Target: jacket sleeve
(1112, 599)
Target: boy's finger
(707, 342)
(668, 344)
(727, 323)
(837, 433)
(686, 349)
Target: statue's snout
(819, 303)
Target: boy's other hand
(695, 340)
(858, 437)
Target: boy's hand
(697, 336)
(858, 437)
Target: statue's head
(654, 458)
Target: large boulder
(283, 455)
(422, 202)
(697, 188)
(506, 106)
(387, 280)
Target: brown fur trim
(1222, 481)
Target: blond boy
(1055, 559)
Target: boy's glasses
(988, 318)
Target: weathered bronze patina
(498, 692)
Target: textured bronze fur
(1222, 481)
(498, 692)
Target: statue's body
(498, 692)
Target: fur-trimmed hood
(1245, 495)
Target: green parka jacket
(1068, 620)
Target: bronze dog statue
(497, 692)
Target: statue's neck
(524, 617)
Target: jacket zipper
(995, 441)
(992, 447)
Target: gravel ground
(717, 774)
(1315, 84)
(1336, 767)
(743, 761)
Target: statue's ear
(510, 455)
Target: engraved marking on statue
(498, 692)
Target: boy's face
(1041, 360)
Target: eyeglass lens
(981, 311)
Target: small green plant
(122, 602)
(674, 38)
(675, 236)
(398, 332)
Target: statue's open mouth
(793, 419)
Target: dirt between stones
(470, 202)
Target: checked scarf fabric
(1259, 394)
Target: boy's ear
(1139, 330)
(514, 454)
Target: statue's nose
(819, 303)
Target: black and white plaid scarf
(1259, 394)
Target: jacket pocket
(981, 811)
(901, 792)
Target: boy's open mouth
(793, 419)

———

Written task - Every line from the one holding "Target: boy's finger" through the final line of the listing must be echoed exactly; leave out all other lines.

Result of the task -
Target: boy's finger
(707, 342)
(668, 344)
(727, 323)
(837, 433)
(686, 349)
Target: statue's snout
(819, 303)
Target: boy's other hand
(695, 340)
(858, 437)
Target: boy's hand
(697, 336)
(858, 437)
Target: statue's head
(654, 458)
Target: large boulder
(283, 455)
(422, 202)
(697, 188)
(506, 106)
(387, 280)
Target: brown fur trim
(1222, 481)
Target: blond boy
(1055, 559)
Target: boy's glasses
(988, 318)
Target: weathered bronze patina
(498, 692)
Target: textured bronze fur
(1222, 481)
(498, 692)
Target: statue's body
(498, 692)
Target: fur-trimmed hood
(1245, 495)
Target: green parka jacket
(1068, 620)
Target: bronze dog statue
(497, 692)
Target: statue's neck
(524, 617)
Target: jacket zipper
(995, 441)
(992, 447)
Target: gravel ground
(717, 774)
(1315, 84)
(1336, 767)
(743, 761)
Target: statue's ear
(510, 455)
Target: engraved marking on statue
(498, 692)
Target: boy's face
(1041, 360)
Target: eyeglass lens
(981, 311)
Target: small green plant
(122, 602)
(674, 38)
(675, 236)
(398, 332)
Target: statue's open mouth
(793, 419)
Target: dirt between stones
(470, 202)
Target: checked scarf fabric
(1259, 394)
Target: boy's ear
(1139, 330)
(514, 454)
Target: statue's nose
(819, 303)
Target: black and white plaid scarf
(1259, 394)
Target: jacket pocket
(981, 811)
(901, 792)
Target: boy's open mouth
(793, 419)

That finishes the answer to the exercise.